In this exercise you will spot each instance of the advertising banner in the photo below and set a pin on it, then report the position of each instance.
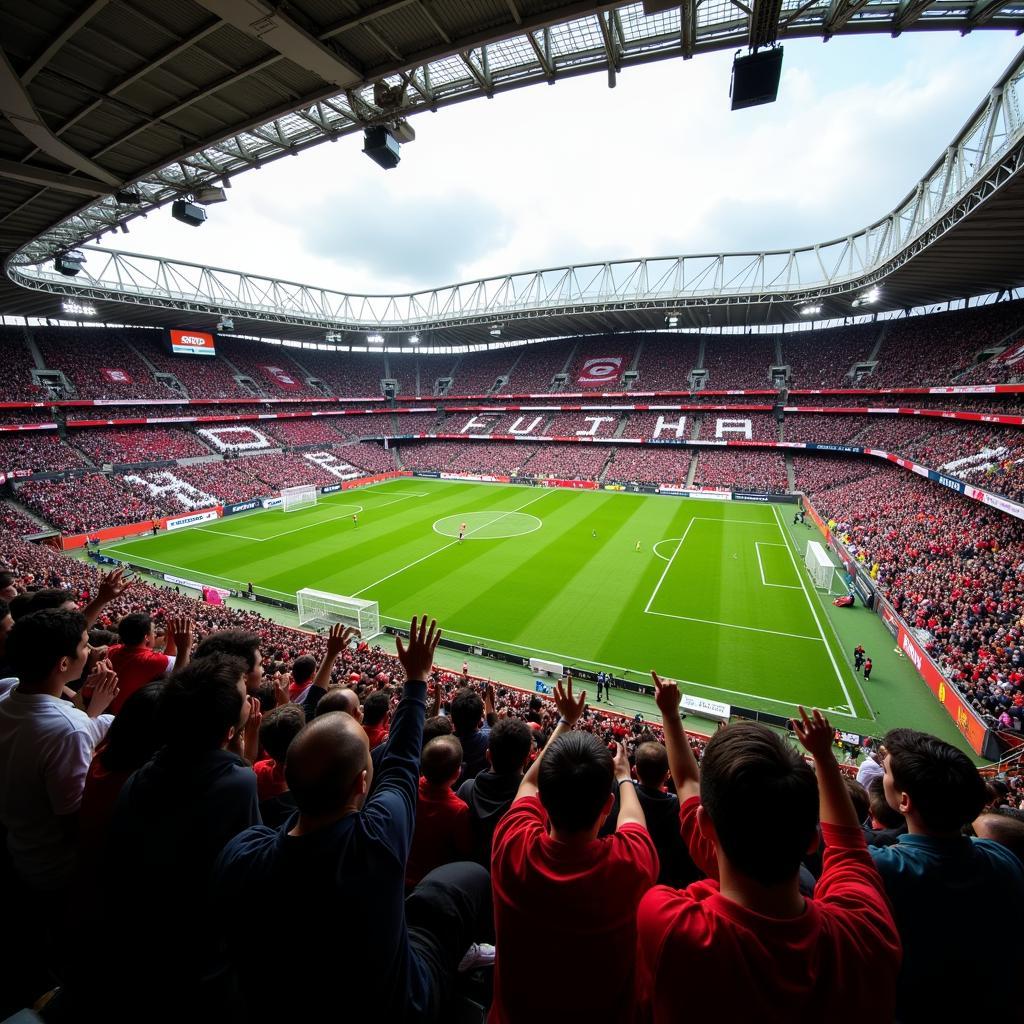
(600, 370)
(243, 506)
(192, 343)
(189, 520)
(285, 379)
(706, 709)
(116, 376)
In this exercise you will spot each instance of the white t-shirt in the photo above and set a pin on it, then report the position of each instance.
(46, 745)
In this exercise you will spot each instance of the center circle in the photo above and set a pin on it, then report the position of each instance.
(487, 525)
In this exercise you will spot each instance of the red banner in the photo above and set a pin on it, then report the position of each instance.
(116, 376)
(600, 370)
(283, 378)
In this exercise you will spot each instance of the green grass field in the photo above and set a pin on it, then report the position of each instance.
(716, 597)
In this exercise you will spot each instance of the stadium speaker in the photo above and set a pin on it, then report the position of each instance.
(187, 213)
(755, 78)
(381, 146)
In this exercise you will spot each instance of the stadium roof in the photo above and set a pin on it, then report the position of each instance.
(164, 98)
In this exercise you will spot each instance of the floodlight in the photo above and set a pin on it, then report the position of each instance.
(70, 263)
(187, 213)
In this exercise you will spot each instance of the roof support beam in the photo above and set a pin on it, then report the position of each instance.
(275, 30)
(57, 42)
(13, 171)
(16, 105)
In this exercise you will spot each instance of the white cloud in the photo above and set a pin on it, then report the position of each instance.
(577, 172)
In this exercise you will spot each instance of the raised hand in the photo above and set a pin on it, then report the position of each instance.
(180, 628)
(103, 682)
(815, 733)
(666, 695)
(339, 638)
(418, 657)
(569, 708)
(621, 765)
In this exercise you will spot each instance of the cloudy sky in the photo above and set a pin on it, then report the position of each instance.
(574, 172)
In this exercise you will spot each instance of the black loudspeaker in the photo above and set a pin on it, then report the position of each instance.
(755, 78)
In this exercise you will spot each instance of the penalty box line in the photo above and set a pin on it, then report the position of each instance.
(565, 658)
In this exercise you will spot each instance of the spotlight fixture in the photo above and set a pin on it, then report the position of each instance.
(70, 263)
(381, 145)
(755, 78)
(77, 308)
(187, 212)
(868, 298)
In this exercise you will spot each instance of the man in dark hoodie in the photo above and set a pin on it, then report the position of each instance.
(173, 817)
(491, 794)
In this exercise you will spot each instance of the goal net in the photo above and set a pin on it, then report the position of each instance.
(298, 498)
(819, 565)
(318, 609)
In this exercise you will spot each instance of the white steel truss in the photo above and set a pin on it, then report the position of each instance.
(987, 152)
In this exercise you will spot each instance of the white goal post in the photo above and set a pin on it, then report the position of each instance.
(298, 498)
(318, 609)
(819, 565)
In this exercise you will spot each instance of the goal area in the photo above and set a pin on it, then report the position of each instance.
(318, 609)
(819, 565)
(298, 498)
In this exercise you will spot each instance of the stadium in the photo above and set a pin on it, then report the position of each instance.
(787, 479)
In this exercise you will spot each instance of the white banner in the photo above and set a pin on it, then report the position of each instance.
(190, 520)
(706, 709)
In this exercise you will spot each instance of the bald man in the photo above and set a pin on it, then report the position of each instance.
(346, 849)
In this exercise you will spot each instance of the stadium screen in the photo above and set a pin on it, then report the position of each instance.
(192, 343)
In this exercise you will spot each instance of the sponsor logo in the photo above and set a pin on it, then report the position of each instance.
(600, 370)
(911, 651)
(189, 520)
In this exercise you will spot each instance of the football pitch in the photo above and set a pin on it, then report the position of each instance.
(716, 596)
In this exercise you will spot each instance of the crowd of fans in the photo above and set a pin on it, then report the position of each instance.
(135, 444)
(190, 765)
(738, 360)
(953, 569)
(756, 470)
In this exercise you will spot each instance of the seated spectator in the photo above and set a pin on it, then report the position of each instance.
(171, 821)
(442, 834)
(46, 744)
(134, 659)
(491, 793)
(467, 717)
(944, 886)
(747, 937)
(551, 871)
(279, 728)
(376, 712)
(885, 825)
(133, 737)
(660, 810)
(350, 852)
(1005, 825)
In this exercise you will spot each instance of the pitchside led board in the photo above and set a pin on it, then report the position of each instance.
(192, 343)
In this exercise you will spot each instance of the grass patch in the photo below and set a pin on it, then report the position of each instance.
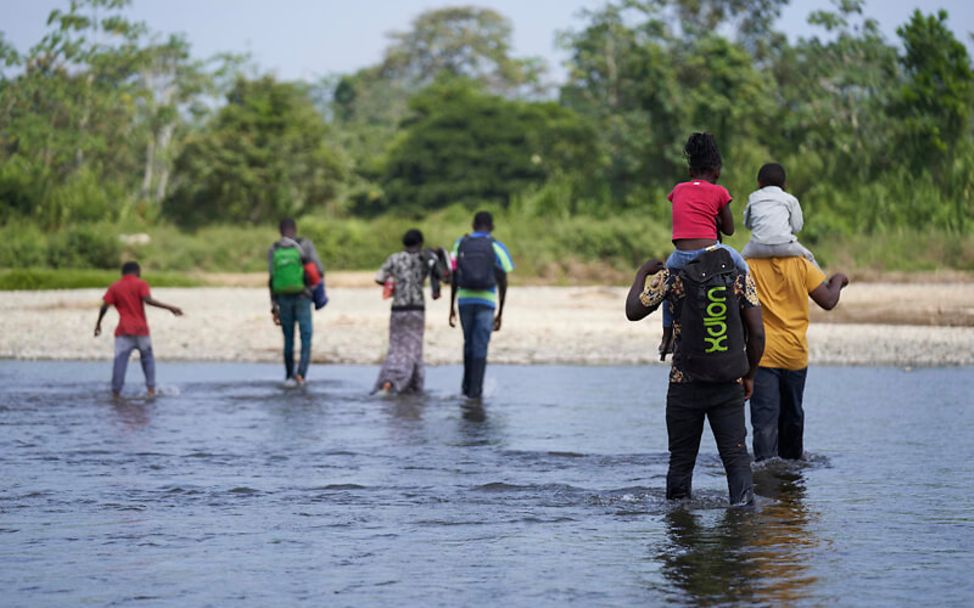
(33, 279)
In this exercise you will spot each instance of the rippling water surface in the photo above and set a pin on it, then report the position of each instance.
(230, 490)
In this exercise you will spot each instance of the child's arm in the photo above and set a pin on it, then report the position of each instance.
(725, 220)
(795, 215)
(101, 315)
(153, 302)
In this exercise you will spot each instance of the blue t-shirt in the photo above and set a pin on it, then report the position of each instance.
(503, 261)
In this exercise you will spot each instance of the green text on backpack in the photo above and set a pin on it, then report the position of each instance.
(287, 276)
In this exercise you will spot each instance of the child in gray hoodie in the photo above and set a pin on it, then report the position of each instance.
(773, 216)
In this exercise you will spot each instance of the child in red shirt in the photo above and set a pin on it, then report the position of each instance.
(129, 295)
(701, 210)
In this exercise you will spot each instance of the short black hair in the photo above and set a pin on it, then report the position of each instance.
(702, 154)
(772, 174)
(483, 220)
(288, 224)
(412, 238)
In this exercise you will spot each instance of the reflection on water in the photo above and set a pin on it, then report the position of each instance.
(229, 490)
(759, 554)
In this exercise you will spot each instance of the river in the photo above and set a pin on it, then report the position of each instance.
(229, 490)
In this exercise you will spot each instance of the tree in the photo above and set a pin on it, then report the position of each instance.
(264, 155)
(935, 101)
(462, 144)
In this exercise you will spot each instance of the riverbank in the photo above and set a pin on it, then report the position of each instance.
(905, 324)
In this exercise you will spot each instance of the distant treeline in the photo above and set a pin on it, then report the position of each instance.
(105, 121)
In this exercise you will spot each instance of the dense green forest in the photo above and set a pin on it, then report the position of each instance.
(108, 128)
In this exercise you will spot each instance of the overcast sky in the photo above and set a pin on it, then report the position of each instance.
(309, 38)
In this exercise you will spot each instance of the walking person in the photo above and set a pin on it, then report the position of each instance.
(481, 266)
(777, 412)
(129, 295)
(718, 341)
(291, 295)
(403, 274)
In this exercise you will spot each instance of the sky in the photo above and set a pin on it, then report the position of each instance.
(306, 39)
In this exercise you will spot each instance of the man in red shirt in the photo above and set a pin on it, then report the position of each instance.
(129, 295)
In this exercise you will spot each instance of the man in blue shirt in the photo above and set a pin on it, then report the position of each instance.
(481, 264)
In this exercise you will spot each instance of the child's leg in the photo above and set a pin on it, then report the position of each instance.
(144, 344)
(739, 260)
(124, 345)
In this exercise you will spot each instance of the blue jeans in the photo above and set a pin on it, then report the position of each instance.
--
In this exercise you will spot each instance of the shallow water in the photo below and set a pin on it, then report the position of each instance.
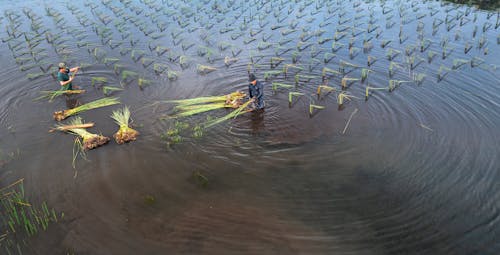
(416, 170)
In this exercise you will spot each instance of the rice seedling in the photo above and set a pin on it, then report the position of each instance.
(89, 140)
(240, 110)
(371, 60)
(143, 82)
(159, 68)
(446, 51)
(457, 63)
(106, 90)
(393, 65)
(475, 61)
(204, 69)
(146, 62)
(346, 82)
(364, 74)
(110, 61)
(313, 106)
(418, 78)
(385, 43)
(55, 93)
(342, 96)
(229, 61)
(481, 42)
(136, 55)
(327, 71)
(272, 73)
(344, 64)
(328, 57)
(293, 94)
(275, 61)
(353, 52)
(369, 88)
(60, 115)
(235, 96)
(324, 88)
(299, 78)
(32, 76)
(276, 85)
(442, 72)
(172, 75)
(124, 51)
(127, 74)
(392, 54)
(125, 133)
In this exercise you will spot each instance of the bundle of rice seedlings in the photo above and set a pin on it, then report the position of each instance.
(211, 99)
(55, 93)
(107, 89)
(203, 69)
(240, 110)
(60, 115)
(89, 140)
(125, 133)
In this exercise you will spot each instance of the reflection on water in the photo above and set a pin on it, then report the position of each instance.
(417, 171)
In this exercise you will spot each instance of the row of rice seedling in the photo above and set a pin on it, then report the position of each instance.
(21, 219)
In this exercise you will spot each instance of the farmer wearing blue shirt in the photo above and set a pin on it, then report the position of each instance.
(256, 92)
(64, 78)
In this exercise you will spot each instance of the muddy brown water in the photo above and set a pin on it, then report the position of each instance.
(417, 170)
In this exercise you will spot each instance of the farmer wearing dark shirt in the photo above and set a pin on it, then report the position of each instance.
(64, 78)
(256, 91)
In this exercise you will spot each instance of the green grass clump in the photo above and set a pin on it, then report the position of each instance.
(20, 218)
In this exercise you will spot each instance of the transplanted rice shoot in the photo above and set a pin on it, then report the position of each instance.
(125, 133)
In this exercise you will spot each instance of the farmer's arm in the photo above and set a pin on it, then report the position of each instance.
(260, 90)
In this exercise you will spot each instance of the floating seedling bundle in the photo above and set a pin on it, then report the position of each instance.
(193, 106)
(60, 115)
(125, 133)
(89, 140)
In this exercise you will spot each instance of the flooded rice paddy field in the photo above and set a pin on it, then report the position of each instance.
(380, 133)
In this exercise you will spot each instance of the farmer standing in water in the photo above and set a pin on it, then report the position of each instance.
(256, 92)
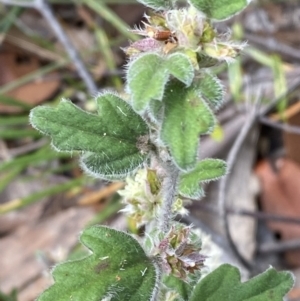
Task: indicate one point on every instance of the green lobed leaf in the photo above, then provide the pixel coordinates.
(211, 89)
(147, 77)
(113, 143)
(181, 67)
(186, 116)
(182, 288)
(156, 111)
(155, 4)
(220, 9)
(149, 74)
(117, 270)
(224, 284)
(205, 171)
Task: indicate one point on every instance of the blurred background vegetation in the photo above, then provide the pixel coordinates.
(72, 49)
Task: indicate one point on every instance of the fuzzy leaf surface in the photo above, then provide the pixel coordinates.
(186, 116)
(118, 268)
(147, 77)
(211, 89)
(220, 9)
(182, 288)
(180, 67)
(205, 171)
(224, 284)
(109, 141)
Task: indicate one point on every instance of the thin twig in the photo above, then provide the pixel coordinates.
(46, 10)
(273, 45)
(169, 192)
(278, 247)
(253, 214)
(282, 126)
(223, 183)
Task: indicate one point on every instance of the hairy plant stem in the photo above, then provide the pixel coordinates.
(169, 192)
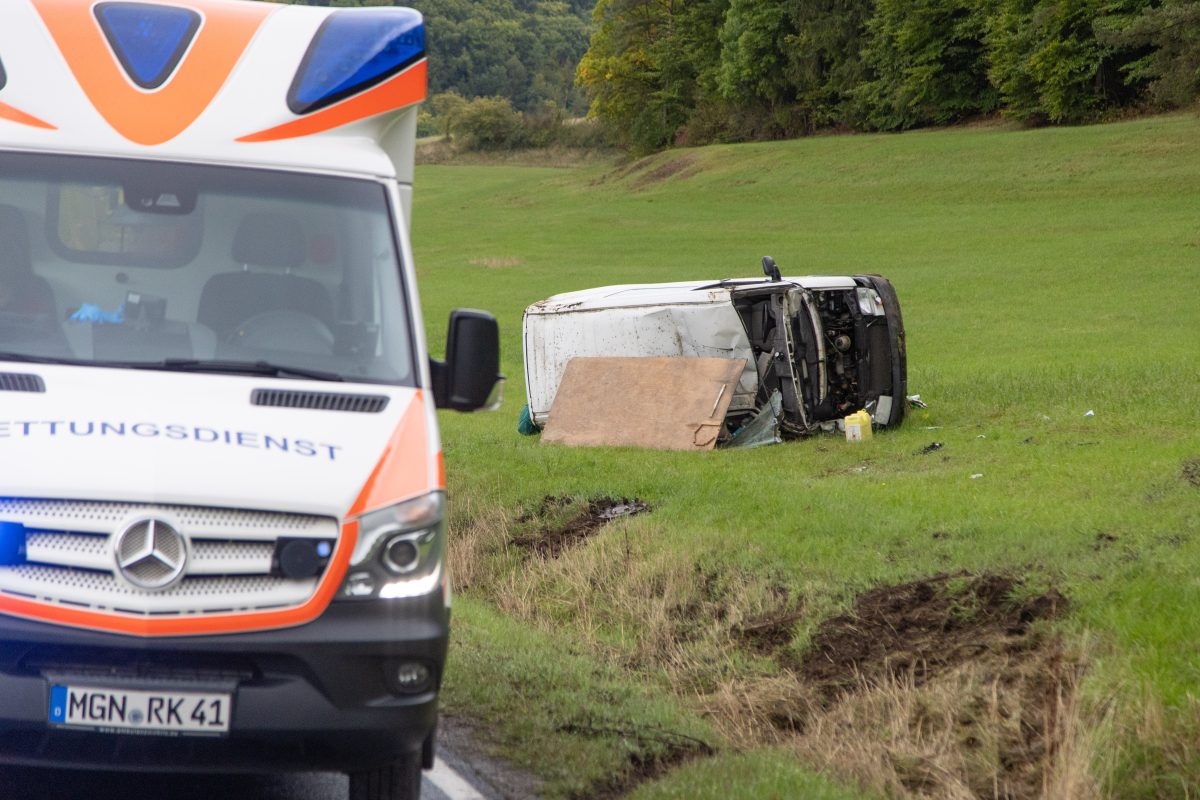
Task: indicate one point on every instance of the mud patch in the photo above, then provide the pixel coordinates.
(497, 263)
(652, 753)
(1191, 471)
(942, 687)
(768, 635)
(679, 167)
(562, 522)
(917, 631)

What needs to be done — An exact copy of the lines above, from the one containing "the child's leg" down to the one containing "the blue jeans" and including both, is the whole answer; retype it and nothing else.

The answer —
In this exercise you will spot each instance of the child's leg in the photo above and set a pin on it, then report the position of each instance.
(144, 344)
(739, 260)
(124, 345)
In this exercise you will spot each instance of the blue jeans in the photo above and set a pin on it, then report the position of each instance.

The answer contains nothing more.